## Selected text
:::::

Operator: Next is Scott Graham with Ladenburg.
<Q Scott Graham>: Hey, good morning.
<A Larry Kingsley>: Hi, Scott.
<Q Scott Graham>: How youre doing Larry, Dom, Heath, how are you guys?
<A Dominic Romeo>: Good, Scott. Good to hear from you.
<Q Scott Graham>: I hear you guys on the line here and I know that we pretty quickly moved
Larry and Dom toward doing a restructuring and taking out costs, I guess my question is several
fold from that, number one is with sales now, I think, looking weaker than what perhaps we were all
thinking maybe even three months ago, is there an opportunity now to expand the scope of the
restructuring? And is that under consideration?
<A Larry Kingsley>: While I would tell you that we, one, we executed the plan according to
what we thought made sense given the top-line environment since the end of last year. And I was, as
I said in the prepared comments, very pleased with the teams ability to get it done and, frankly,
to deliver right to the number. So its hats off to our operating team for just a super job. When
we look at the environment now, we certainly still have levers that we can go pull. And were
looking at what makes sense. Obviously were not going to impair our ability to grow. So we want to
do things that makes sense structurally for the company. And, yes, sure, we can do things that are,
if necessary, that will help us improve our cost position further. And Im very confident, frankly,
that the teams going to be able to pull it off just as nicely as they did through the course of
late Q3 and all of Q4.
<Q Scott Graham>: All right. The second question off of that some one is, Larry, you
talked about 10 million of supply chain, five million of labor incremental to the restructuring.
Where does that overlap, if anywhere, with your typical 20 million of productivity? And is that 20
million of productivity still on the table for 2009 even if its inclusive of those numbers?
<A Larry Kingsley>: Essentially, Scott, its 15 million, the five and the 10, as the
substitute for the plus or minus 20. And the reason for that is that getting labor productivity
when your top-line is soft is a more difficult task, and all good operators certainly know that.
And secondly, that you do capture some of that labor productivity, pieces of it, in the
restructuring. So you cant, unfortunately, have your cake and eat it too. And thats where we are
at this point. We believe that five million for labor productivity is very achievable. And then on
the $10 million associated with supply chain initiatives, I think thats also very achievable, that
includes some time for current material costs to work its way through our inventory.
And were going to see, I think, a pretty nice recapture with where commodities are headed through
the course of 09. So were not assuming the same direct translation on material costs down that
youre seeing on some of the metals prices, for example, or on energy costs and how we get to 10
million. And in the back half of the year we could see, again, a little bit of improvement, if
things do remain where they are.

:::::

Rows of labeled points
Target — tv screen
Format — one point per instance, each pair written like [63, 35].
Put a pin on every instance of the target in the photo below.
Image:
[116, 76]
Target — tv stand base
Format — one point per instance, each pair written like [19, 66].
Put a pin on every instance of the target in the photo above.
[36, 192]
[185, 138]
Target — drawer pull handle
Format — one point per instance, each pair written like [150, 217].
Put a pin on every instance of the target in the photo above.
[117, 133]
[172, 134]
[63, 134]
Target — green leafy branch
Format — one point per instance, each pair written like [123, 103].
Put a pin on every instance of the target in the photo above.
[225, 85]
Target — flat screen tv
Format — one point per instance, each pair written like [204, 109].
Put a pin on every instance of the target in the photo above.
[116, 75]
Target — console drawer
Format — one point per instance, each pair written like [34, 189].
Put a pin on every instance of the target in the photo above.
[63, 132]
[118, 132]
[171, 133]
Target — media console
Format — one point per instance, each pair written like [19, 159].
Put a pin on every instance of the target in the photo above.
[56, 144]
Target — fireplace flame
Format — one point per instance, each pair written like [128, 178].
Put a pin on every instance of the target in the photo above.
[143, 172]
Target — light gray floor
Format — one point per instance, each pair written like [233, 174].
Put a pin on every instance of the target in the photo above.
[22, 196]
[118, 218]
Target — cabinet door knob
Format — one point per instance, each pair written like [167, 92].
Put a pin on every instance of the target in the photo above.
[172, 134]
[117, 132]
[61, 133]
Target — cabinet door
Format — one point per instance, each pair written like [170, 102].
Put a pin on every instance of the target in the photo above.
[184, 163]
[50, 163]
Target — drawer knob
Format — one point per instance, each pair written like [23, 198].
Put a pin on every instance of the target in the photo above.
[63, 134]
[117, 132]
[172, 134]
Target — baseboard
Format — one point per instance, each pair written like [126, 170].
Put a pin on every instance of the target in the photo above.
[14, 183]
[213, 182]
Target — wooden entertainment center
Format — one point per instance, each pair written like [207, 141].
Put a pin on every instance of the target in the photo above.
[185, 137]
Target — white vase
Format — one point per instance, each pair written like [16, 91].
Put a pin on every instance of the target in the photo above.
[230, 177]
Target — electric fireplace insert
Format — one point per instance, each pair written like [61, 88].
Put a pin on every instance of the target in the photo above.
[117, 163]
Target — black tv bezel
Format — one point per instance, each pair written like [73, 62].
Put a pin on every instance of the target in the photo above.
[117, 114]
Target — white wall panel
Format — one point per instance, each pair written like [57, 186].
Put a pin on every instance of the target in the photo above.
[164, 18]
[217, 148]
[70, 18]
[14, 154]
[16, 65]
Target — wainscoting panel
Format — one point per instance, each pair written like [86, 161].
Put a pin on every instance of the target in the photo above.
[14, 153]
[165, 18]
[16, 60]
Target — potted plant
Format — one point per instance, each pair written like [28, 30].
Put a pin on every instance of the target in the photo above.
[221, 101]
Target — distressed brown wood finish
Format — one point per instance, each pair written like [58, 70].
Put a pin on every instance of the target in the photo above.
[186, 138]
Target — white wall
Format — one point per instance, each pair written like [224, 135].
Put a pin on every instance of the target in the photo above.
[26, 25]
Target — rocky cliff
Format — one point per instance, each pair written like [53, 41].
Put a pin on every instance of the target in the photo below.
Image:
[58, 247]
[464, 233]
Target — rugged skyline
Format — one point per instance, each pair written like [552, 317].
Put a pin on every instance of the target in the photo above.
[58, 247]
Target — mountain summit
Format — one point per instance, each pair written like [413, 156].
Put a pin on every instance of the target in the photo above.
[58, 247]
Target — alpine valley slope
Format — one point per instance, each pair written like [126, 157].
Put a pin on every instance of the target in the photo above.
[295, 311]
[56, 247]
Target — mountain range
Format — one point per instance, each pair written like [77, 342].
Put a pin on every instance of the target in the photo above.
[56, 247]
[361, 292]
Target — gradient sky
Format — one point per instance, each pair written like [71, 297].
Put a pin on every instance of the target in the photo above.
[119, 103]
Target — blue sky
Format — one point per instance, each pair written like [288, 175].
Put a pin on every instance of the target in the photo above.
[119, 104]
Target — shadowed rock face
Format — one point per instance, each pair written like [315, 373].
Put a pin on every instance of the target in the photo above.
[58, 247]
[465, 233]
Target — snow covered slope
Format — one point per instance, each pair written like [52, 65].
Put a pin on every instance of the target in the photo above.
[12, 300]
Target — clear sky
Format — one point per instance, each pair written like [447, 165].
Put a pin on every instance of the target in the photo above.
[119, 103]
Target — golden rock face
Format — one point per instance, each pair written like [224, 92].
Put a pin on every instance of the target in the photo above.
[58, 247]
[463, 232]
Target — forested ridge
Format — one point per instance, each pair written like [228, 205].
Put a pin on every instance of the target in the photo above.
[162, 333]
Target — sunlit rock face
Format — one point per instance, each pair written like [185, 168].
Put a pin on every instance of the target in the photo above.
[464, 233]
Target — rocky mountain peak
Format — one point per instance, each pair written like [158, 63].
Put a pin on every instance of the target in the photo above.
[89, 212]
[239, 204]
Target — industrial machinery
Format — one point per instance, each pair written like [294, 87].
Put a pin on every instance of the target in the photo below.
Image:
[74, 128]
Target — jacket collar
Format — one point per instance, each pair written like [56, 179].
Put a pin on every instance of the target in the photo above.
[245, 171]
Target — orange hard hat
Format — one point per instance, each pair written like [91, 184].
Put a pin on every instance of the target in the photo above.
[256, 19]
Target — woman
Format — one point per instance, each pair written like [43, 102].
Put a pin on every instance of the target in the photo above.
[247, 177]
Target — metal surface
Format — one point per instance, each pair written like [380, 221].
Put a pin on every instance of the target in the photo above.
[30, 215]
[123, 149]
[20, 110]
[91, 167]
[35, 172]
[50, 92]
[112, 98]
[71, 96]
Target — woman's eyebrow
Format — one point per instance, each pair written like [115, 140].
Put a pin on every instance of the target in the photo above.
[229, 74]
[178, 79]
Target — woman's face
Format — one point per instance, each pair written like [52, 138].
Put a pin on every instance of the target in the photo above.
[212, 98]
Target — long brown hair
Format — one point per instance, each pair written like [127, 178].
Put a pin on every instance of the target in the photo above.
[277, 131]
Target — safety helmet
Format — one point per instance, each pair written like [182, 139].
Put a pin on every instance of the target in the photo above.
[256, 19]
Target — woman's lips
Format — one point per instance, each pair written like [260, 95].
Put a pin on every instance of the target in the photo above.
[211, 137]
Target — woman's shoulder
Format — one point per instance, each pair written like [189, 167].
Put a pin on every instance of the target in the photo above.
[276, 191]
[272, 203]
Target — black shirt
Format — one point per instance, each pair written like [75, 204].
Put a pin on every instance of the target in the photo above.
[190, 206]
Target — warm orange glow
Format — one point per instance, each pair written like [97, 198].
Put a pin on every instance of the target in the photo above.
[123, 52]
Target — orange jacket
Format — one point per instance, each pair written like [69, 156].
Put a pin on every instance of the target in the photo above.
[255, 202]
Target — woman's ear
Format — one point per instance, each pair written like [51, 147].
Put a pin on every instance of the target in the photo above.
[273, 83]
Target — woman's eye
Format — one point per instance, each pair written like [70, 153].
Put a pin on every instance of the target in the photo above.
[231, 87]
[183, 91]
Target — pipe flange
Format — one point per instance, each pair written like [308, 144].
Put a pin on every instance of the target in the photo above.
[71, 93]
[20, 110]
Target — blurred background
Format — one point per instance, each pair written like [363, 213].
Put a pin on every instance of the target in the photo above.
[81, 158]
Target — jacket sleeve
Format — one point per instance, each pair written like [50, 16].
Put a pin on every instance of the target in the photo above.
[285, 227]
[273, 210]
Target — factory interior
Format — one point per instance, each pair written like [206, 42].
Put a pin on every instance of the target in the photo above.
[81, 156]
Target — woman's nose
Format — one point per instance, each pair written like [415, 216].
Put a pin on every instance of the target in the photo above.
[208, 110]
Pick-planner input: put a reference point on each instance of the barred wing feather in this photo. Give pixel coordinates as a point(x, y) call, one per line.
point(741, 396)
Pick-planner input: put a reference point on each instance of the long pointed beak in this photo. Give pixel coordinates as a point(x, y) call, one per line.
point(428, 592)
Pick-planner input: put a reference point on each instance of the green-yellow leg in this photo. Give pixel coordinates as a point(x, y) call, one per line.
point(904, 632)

:::::

## Your goal
Output the passage of the call transcript that opens with the words containing "Where does that" and closes with "certainly know that.". The rows are separate from the call transcript.

## Answer to this exercise
Where does that overlap, if anywhere, with your typical 20 million of productivity? And is that 20
million of productivity still on the table for 2009 even if its inclusive of those numbers?
<A Larry Kingsley>: Essentially, Scott, its 15 million, the five and the 10, as the
substitute for the plus or minus 20. And the reason for that is that getting labor productivity
when your top-line is soft is a more difficult task, and all good operators certainly know that.